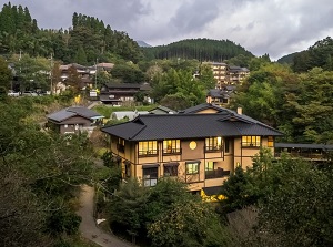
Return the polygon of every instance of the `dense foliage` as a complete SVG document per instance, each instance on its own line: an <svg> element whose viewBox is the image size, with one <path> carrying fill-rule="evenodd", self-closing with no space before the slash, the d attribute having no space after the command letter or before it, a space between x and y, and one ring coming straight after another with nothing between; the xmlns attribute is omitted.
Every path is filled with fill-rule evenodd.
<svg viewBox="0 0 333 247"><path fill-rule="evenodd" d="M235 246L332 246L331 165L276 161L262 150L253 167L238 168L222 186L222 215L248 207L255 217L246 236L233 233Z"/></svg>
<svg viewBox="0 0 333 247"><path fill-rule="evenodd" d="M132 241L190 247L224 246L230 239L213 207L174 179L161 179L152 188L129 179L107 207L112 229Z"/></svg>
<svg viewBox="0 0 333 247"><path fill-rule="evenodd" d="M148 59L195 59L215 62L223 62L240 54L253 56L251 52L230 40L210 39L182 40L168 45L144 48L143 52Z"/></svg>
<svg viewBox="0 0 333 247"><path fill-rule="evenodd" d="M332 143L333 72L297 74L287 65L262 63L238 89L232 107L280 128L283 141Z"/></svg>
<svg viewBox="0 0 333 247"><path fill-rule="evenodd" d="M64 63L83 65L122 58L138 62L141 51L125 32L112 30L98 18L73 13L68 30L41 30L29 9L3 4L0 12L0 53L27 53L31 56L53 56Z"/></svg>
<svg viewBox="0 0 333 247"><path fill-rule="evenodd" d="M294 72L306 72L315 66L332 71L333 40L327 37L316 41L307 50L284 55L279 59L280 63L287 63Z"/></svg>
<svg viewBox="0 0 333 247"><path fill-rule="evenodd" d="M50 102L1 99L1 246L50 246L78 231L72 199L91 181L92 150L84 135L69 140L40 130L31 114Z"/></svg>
****
Skip the pictures and transcribe the rest of the records exactly.

Return the polygon of every instance of the `dense foliage` as a complete SVG document per instance, each instance on its own line: an <svg> element whose viewBox is the image size, with one <path> carrying fill-rule="evenodd", self-closing with no space before the slash, the d attribute having no space after the command letter or before it, a space between x and y, and one ring coming straight after another with nothing between; the xmlns attribute is omitted.
Every path is filled with fill-rule evenodd.
<svg viewBox="0 0 333 247"><path fill-rule="evenodd" d="M235 246L332 246L331 165L276 161L262 150L253 167L238 168L222 186L222 215L248 207L255 217L246 236L233 233Z"/></svg>
<svg viewBox="0 0 333 247"><path fill-rule="evenodd" d="M132 241L190 247L224 246L230 239L213 207L174 179L161 179L152 188L129 179L107 207L112 229Z"/></svg>
<svg viewBox="0 0 333 247"><path fill-rule="evenodd" d="M148 59L195 59L215 62L223 62L240 54L253 56L251 52L230 40L210 39L182 40L168 45L144 48L143 52Z"/></svg>
<svg viewBox="0 0 333 247"><path fill-rule="evenodd" d="M332 143L333 72L297 74L287 65L262 63L238 89L232 107L280 128L283 141Z"/></svg>
<svg viewBox="0 0 333 247"><path fill-rule="evenodd" d="M64 63L83 65L122 58L138 62L141 51L125 32L112 30L98 18L73 13L68 30L41 30L29 9L3 4L0 12L0 53L27 53L31 56L53 56Z"/></svg>
<svg viewBox="0 0 333 247"><path fill-rule="evenodd" d="M294 72L306 72L315 66L332 71L333 40L327 37L316 41L307 50L284 55L279 59L280 63L287 63Z"/></svg>
<svg viewBox="0 0 333 247"><path fill-rule="evenodd" d="M50 102L1 99L1 246L50 246L78 231L72 199L91 181L92 150L84 135L69 140L40 130L31 114Z"/></svg>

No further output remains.